▶ [Kutipan Teks]:
--- --- ---
Perspectives News

Satu Abad Walter Spies Diabadikan dalam Karya Seni yang Dipamerkan di Museum ARMA

 

Michael Schindhelm diapit Agung Rai Founder  ARMA Museum dan seniman Made Bayak saat memberikan penjelasan Pameran ROOTS yang akan dibuka Sabtu (24/5/2025) di Museum ARMA. (Foto: Agung Parameswara)

GIANYAR, PERSPECTIVESNEWS – Seratus lebih karya seni rupa tertata rapi dalam sebuah pameran bertajuk “Roots” (Akar Rumput) di Museum ARMA, Ubud, Kabupaten Gianyar, Bali.

Pameran seni rupa mengenang 100 tahun Walter Spies ini, merupakan hasil kerja bareng antara seorang penulis, pembuat film, dan konsultan budaya asal Swiss-Jerman, Michael Schindhelm dengan seniman Bali, Made Bayak dan Gus Dark.

Dipandu oleh kurator Chiara Turconi dan Yudha Bantono, pameran ini berlangsung dari tanggal 24 Mei 2025 hingga 14 Juni 2025 mendatang. Karya seni yang dipamerkan, isinya sungguh sangat luar biasa--menggambarkan Bali jaman dulu dan adanya kesalahan tata kelola sehingga menjadi seperti sekarang.

“Bali 100 tahun yang lalu sungguh memesona sampai-sampai seorang Walter Spies tertarik datang dan menetap di Ubud, Bali. Tapi kini kondisinya sangat berbeda, dan hal inilah yang dituangkan oleh seniman Made Bayak dan Gus Dark dalam karyanya yang dipamerkan di ARMA Museum,” ucap pendiri Museum ARMA, Agung Rai, Jumat (23/5/2025) di Ubud.

Walter Spies (15 September 1895 – 19 Januari 1942) merupakan pelukis, perupa, dan juga pemusik Jerman-Indonesia. Ia adalah tokoh di belakang modernisasi seni di Jawa dan Bali.

Spies lahir sebagai anak seorang peniaga kaya Jerman yang telah lama menetap di Moskwa. Semenjak muda ia telah menggemari seni musik, seni lukis, dan seni rupa.
--- --- ---
Menurut artikel tentang pameran "Roots" di atas, siapa kurator pameran tersebut?

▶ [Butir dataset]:
--- --- ---
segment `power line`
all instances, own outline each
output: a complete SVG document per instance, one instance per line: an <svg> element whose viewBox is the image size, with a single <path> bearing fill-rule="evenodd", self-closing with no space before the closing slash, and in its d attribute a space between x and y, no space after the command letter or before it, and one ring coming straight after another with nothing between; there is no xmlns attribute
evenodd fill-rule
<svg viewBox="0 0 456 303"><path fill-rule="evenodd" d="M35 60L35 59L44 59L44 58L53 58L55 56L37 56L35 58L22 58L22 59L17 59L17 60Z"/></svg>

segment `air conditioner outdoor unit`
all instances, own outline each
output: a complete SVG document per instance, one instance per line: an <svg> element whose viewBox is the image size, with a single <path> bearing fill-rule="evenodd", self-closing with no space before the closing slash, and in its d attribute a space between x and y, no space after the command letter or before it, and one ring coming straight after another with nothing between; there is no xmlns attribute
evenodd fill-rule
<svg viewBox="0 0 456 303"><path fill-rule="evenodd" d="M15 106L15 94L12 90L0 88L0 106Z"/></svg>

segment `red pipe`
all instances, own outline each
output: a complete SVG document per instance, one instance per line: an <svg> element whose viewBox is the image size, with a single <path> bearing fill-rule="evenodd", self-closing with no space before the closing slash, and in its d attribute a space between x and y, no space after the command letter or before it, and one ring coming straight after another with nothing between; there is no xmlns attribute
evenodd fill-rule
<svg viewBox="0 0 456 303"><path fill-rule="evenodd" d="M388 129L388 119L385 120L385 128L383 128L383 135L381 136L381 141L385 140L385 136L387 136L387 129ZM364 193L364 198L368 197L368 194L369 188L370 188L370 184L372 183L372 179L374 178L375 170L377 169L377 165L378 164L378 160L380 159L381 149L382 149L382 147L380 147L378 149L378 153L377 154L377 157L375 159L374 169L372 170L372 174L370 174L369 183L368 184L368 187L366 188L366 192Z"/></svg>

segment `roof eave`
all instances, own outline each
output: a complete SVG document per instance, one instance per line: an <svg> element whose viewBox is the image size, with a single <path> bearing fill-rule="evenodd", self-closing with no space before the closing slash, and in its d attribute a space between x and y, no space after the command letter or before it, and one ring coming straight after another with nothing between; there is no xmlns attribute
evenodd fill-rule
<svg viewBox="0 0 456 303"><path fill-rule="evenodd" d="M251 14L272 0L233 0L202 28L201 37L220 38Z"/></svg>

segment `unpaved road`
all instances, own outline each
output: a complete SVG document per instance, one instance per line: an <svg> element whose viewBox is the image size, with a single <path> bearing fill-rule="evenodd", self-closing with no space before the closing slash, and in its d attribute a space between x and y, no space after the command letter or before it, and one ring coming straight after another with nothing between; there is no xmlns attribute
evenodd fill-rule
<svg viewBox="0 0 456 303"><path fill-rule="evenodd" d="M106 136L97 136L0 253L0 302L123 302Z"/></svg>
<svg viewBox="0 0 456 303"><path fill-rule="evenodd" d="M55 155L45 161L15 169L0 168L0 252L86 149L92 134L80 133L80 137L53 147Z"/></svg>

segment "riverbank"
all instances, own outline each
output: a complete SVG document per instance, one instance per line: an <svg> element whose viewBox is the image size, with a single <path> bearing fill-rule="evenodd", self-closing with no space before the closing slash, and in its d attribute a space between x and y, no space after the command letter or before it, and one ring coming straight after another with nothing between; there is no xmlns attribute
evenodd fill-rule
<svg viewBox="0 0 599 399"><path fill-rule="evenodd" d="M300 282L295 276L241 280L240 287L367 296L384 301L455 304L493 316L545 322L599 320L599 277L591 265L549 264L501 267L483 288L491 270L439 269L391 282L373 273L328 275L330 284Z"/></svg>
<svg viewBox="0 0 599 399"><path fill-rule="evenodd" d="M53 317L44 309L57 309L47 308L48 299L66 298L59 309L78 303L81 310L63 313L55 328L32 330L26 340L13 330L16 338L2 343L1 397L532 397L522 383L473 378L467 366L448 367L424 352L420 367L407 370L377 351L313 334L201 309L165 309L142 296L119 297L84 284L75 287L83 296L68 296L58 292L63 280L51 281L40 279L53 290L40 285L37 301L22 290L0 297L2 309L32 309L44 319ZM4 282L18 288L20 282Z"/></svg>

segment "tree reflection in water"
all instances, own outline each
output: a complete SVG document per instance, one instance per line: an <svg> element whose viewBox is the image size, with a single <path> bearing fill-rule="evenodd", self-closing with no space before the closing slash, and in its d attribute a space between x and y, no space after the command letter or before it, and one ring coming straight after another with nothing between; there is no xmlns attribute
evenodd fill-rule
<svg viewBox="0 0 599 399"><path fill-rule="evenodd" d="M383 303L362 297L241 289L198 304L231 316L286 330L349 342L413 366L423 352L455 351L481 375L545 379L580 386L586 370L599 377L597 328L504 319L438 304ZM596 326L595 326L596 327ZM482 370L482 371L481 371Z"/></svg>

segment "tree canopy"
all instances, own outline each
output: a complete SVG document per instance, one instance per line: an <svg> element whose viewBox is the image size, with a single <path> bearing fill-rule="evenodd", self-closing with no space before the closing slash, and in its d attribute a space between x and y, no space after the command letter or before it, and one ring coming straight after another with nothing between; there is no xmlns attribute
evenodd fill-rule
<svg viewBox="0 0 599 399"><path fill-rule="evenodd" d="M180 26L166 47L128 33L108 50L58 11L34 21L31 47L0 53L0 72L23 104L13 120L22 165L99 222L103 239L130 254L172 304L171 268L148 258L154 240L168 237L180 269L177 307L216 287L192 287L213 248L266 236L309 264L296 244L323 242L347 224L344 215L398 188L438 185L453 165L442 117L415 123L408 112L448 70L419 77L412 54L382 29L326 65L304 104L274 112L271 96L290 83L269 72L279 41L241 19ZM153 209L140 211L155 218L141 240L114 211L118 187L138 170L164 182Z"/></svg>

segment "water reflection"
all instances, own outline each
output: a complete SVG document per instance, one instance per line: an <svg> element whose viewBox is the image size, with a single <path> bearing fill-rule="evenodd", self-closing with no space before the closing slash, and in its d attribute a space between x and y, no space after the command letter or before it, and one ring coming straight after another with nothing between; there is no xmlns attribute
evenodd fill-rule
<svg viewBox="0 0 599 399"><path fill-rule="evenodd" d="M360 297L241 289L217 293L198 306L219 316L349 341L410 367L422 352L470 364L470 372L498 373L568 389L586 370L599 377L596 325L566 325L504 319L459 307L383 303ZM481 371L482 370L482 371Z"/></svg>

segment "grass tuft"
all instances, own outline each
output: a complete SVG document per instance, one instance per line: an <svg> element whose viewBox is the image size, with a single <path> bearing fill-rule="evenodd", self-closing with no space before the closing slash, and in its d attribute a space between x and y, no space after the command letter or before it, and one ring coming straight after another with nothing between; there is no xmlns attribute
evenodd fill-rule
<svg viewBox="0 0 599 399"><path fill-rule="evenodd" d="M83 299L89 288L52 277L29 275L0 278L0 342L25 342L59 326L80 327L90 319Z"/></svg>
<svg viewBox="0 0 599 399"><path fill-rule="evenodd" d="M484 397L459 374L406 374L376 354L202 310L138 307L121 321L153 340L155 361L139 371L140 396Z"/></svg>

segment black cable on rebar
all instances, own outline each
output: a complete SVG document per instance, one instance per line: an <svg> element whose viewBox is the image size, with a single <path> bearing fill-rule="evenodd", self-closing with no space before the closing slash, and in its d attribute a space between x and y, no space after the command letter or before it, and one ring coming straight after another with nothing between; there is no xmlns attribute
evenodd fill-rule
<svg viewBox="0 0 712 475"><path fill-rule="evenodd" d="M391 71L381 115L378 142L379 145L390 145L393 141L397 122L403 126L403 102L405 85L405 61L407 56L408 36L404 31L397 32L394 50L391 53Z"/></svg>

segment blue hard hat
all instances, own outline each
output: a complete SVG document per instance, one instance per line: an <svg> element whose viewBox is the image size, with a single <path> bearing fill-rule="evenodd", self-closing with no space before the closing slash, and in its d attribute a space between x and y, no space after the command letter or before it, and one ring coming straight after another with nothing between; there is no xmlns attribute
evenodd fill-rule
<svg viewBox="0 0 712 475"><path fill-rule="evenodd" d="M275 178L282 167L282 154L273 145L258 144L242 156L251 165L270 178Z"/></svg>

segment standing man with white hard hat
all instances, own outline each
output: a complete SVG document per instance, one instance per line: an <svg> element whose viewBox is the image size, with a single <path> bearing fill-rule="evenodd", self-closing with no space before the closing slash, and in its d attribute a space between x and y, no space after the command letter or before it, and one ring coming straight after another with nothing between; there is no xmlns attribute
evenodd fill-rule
--- --- ---
▶ [Hasil]:
Chiara Turconi dan Yudha Bantono.